> _任务说明_:
请续写下面这篇讲用Redis统计用户访问量的文章，从原文最后一行之后接着往下写。

> _原文_:
用户访问量统计总失真？这6种Redis方案让你数据精准到个位数！

2025-12-21 / 2025-12-21 / Note

作为一名后端开发，经历过太多用户访问量统计的"惨案"：

某电商大促期间，Redis计数器被并发冲爆，实际订单10万，统计却只显示了7万，老板差点把我祭天
某内容平台UV统计用MySQL，每秒1万PV直接打挂数据库，用户投诉页面打不开
某社交App用Redis自增统计DAU，结果用户刷新页面一次就+1，DAU虚高300%，被投资人质疑数据造假

用户访问量统计，看似简单，实则暗藏杀机。今天就结合自己从日活1万到500万的踩坑经历，跟大家聊聊Redis统计到底该怎么玩，让你数据精准到个位数！

一、用户访问量统计到底是个啥？为啥这么难搞？

用户访问量统计的核心就是：准确记录每个用户的每一次访问，既不能多也不能少。

为啥统计这么难？

并发量大：大促期间每秒几万次访问，传统数据库直接被打挂
准确性要求高：少统计1个用户，老板都要找你谈话
实时性要求强：活动刚开始，就要看到实时数据
维度多：PV、UV、IP、DAU、MAU、留存率，每个都要统计

二、6种Redis统计方案，总有一款适合你！

就像打游戏有不同的英雄，Redis统计也有不同的方案，选对英雄才能carry全场。

方案1：String自增计数器 - 最简单的PV统计

适合场景：页面访问量、接口调用次数统计

核心原理：利用Redis的INCR原子操作，保证并发安全

代码实现：

@Service
public class PVCounterService {
    
    @Autowired
    private RedisTemplate<String, String> redisTemplate;
    
    /**
     * 统计页面PV
     */
    public long incrementPageView(String pageId) {
        String key = "pv:page:" + LocalDate.now() + ":" + pageId;
        return redisTemplate.opsForValue().increment(key);
    }
    
    /**
     * 获取页面PV
     */
    public long getPageView(String pageId) {
        String key = "pv:page:" + LocalDate.now() + ":" + pageId;
        String value = redisTemplate.opsForValue().get(key);
        return value == null ? 0 : Long.parseLong(value);
    }
    
    /**
     * 设置过期时间，自动清理历史数据
     */
    public void setExpire(String pageId, long seconds) {
        String key = "pv:page:" + LocalDate.now() + ":" + pageId;
        redisTemplate.expire(key, Duration.ofSeconds(seconds));
    }
}

// 使用示例
@RestController
public class PageViewController {
    
    @Autowired
    private PVCounterService pvCounterService;
    
    @GetMapping("/api/page/{pageId}/view")
    public Map<String, Object> viewPage(@PathVariable String pageId) {
        // 增加页面访问量
        long currentPV = pvCounterService.incrementPageView(pageId);
        
        return Map.of(
            "pageId", pageId,
            "pv", currentPV,
            "message", "页面访问成功"
        );
    }
}

方案2：HyperLogLog - UV统计神器

适合场景：UV、IP统计，占用内存极小，误差率<1%

核心原理：利用概率算法，用12KB内存统计2^64个元素

代码实现：

@Service
public class UVCounterService {
    
    @Autowired
    private RedisTemplate<String, String> redisTemplate;
    
    /**
     * 添加UV（用户ID）
     */
    public void addUV(String date, String userId) {
        String key = "uv:daily:" + date;
        redisTemplate.opsForHyperLogLog().add(key, userId);
    }
    
    /**
     * 获取UV数量
     */
    public long getUV(String date) {
        String key = "uv:daily:" + date;
        return redisTemplate.opsForHyperLogLog().size(key);
    }
    
    /**
     * 合并多天的UV（计算周UV、月UV）
     */
    public long mergeUV(List<String> dates, String targetKey) {
        String[] keys = dates.stream()

> _数据条目_:

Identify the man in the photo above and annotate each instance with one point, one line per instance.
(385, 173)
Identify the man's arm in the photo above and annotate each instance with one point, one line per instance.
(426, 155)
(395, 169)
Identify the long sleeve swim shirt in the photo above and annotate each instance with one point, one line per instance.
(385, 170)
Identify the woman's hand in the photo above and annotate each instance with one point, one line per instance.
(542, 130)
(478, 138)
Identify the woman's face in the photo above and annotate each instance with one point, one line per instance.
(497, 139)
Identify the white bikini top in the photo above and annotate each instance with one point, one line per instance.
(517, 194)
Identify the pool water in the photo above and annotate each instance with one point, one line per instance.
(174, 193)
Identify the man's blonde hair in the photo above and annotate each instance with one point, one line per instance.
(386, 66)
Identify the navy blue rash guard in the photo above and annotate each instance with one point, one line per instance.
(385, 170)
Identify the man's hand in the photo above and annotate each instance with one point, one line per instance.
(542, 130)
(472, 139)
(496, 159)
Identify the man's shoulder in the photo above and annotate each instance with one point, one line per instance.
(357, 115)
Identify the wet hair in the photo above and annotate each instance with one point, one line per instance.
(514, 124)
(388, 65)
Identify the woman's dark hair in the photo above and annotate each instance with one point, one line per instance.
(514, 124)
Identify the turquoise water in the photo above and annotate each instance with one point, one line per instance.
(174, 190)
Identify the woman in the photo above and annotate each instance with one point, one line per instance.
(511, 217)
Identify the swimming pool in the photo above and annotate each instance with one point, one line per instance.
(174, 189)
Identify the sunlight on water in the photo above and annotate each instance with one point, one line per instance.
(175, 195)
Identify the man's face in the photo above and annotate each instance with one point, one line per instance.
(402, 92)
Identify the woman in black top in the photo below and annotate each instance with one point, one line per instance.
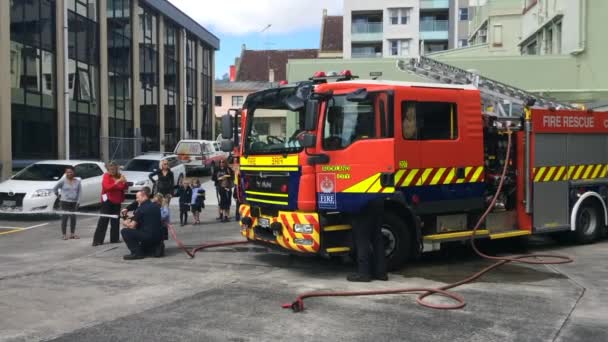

> _回答_:
            .map(date -> "uv:daily:" + date)
            .toArray(String[]::new);
        
        redisTemplate.opsForHyperLogLog().union(targetKey, keys);
        return redisTemplate.opsForHyperLogLog().size(targetKey);
    }
}

// 使用示例
@RestController
public class UVController {
    
    @Autowired
    private UVCounterService uvCounterService;
    
    @GetMapping("/api/uv/daily/{date}")
    public Map<String, Object> getDailyUV(@PathVariable String date) {
        long uv = uvCounterService.getUV(date);
        return Map.of(
            "date", date,
            "uv", uv,
            "accuracy", "误差率<1%"
        );
    }
    
    @PostMapping("/api/uv/add")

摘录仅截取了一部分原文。